Region pointing data:
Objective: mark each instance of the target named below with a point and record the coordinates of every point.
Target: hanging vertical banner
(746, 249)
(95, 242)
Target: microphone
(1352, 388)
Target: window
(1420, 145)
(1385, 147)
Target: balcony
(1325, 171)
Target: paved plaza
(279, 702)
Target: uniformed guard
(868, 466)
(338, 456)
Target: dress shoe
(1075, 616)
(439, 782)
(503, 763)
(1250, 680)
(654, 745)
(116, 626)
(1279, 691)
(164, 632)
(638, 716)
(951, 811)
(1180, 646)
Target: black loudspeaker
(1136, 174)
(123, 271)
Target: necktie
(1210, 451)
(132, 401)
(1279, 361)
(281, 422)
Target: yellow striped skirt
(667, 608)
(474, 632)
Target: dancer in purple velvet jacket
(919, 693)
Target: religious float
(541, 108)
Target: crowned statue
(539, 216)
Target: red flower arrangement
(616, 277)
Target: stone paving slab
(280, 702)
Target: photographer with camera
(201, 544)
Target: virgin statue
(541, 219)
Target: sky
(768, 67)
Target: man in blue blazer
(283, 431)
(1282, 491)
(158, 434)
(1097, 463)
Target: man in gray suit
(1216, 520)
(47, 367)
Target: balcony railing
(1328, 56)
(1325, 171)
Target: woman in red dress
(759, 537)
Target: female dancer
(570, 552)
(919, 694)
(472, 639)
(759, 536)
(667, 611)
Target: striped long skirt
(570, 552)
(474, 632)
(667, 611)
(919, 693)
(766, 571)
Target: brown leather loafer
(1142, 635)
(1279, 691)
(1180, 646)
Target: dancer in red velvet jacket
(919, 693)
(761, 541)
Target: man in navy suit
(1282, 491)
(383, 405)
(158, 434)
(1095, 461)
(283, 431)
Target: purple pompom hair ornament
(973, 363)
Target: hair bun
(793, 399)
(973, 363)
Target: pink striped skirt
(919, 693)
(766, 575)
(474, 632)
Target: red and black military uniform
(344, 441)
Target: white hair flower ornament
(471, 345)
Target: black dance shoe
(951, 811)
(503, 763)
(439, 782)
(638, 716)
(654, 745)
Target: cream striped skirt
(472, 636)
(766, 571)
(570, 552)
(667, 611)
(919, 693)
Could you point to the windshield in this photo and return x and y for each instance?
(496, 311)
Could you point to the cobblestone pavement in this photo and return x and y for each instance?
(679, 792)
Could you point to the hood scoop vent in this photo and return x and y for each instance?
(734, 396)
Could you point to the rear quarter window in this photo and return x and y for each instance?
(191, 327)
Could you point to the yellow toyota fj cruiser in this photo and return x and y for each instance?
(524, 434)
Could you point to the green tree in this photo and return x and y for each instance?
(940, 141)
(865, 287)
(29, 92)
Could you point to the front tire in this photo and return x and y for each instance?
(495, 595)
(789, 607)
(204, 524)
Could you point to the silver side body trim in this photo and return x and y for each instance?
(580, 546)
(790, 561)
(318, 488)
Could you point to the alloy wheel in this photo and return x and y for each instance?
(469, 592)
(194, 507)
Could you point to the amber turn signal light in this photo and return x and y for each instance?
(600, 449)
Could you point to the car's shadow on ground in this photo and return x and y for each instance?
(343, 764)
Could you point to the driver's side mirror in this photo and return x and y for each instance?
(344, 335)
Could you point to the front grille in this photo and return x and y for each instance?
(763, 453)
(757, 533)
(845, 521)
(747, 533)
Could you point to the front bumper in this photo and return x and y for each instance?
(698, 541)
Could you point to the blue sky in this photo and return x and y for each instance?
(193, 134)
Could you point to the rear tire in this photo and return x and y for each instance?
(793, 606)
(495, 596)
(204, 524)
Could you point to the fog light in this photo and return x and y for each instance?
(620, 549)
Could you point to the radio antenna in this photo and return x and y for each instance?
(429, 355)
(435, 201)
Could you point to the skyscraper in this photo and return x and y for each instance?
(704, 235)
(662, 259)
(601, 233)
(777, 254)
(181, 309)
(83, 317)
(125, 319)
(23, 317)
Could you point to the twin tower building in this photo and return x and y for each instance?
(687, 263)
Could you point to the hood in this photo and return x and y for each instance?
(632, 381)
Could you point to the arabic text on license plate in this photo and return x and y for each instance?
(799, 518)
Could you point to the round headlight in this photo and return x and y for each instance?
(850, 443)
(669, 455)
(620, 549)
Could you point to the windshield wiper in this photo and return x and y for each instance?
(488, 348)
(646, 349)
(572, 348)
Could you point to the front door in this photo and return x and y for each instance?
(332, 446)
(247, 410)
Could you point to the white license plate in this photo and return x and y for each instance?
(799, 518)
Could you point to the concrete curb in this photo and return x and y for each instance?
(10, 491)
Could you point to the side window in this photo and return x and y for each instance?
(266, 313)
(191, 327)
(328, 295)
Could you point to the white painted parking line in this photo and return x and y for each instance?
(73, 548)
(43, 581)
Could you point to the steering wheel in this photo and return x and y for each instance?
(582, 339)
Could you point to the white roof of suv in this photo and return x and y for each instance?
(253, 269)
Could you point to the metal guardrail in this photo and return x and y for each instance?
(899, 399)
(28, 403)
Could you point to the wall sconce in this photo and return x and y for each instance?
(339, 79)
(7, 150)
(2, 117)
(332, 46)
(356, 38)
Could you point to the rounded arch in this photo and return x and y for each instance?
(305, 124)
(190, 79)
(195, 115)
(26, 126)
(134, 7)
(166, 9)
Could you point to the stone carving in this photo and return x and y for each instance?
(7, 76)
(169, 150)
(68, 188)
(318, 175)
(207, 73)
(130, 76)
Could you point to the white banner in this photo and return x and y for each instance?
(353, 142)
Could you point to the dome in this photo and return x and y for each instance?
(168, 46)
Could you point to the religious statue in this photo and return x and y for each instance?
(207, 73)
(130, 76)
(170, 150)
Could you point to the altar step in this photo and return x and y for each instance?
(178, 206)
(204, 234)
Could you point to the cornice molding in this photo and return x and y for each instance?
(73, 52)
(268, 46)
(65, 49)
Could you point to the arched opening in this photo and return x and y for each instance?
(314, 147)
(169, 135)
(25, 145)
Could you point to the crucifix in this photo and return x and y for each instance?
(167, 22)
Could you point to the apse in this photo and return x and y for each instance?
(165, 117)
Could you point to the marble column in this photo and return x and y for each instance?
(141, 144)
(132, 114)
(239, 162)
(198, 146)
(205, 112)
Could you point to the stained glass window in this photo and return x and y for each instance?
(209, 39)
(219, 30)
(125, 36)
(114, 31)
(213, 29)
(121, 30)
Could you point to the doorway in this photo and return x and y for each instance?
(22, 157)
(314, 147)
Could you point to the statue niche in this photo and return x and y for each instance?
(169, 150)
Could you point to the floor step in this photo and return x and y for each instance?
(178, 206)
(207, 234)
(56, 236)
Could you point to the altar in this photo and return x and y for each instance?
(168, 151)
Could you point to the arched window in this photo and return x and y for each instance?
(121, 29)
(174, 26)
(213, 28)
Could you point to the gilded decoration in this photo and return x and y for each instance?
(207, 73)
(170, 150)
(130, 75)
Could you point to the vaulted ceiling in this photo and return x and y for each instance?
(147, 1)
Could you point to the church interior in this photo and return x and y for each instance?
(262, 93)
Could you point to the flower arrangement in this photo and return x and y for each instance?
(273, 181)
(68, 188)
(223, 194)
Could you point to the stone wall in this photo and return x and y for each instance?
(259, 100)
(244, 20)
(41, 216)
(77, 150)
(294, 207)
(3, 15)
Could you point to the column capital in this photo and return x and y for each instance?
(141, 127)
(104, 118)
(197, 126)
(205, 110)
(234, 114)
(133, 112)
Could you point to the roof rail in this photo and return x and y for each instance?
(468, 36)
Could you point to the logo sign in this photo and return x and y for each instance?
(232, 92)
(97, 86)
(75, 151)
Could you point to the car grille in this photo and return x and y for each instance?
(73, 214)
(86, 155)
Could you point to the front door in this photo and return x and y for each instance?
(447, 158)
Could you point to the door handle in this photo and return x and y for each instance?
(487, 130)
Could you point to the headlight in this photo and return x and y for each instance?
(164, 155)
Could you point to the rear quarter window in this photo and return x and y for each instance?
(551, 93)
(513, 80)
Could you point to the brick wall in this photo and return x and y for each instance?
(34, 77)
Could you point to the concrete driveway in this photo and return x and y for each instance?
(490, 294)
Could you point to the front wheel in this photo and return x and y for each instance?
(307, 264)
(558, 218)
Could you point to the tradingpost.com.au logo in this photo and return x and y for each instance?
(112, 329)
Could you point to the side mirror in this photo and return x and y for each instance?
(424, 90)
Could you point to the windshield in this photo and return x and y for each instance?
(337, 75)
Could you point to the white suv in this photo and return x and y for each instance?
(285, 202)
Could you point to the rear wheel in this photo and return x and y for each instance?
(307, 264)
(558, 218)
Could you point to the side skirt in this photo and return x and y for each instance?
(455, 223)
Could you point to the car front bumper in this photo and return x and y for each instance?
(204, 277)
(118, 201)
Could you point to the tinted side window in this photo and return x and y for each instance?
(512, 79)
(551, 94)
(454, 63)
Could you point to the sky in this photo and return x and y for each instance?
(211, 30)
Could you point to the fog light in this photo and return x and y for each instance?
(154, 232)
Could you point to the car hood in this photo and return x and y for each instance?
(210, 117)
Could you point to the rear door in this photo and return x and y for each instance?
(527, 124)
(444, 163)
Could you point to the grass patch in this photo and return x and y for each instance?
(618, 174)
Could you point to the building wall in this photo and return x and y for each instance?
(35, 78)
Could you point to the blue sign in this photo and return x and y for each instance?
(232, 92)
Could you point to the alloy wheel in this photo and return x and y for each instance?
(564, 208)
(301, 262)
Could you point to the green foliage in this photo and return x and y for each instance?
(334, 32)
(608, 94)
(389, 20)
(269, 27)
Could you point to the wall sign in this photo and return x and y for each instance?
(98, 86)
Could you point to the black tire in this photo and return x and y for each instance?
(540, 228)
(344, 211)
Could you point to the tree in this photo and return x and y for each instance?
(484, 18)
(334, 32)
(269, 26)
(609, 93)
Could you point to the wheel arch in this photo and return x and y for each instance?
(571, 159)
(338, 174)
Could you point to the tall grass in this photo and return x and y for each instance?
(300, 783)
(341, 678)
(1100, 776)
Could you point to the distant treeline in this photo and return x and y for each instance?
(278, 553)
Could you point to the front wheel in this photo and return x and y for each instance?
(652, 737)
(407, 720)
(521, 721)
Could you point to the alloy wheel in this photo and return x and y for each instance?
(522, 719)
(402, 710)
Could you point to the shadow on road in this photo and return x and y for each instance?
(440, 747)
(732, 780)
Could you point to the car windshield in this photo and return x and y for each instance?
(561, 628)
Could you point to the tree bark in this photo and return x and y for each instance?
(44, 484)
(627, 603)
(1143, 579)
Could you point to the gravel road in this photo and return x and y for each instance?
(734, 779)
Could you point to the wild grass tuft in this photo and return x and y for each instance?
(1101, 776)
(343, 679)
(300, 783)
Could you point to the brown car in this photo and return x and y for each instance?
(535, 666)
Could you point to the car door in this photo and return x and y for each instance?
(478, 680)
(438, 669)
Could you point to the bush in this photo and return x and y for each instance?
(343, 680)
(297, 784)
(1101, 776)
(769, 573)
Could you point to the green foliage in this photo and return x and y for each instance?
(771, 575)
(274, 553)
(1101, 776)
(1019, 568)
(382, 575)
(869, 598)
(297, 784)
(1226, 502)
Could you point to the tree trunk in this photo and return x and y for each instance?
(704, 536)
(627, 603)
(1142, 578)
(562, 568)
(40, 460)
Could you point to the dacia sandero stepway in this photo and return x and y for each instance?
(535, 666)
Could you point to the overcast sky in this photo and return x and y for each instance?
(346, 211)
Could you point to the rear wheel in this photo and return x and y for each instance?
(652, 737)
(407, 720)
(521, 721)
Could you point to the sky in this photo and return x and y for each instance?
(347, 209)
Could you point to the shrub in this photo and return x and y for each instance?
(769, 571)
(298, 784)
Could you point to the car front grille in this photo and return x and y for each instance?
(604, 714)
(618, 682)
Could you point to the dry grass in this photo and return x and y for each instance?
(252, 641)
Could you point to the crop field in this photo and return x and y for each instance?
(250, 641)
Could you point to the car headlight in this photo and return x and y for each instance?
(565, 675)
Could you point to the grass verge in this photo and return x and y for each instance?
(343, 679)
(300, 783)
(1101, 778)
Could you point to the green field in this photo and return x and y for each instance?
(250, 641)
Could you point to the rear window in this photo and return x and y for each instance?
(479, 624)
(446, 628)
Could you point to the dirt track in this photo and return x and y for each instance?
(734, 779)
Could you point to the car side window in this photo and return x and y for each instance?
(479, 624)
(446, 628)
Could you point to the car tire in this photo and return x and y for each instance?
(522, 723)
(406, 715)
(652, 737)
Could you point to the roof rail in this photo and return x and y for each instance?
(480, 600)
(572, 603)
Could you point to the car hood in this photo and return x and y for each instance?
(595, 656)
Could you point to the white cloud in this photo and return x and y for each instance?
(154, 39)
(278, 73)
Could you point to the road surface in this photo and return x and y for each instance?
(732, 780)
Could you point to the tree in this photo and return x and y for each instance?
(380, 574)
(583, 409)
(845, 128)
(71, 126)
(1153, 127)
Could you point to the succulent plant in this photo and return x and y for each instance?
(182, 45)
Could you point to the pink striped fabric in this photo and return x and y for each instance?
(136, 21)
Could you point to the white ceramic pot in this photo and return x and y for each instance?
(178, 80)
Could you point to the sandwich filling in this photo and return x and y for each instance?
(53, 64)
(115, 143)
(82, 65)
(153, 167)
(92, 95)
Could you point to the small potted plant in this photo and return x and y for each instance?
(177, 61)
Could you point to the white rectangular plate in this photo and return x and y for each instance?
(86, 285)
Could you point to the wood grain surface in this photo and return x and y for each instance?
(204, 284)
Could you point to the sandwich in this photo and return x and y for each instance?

> [Your goal]: Locate "Could you point to the pink" in the data above. Then repeat, exactly, its line and each line after it through the last, adding nothing.

> [Solution]:
Could you point to the pink striped fabric in this photo and return x and y for each instance?
(136, 21)
Could you point to the white ceramic pot in this photo and return x and y for each instance?
(178, 80)
Could you point to the sandwich filling in this photo and return x and y for each instance?
(53, 64)
(115, 143)
(82, 65)
(153, 167)
(92, 95)
Could you point to the small potted plant in this photo and return x and y for each instance?
(177, 61)
Could you point to the white rectangular plate in this photo and return x and y for each instance?
(86, 285)
Could you point to the wood grain surface in this photo and return x and y for each instance?
(204, 284)
Could you point to the sandwich in this photo and return x and y for each instance?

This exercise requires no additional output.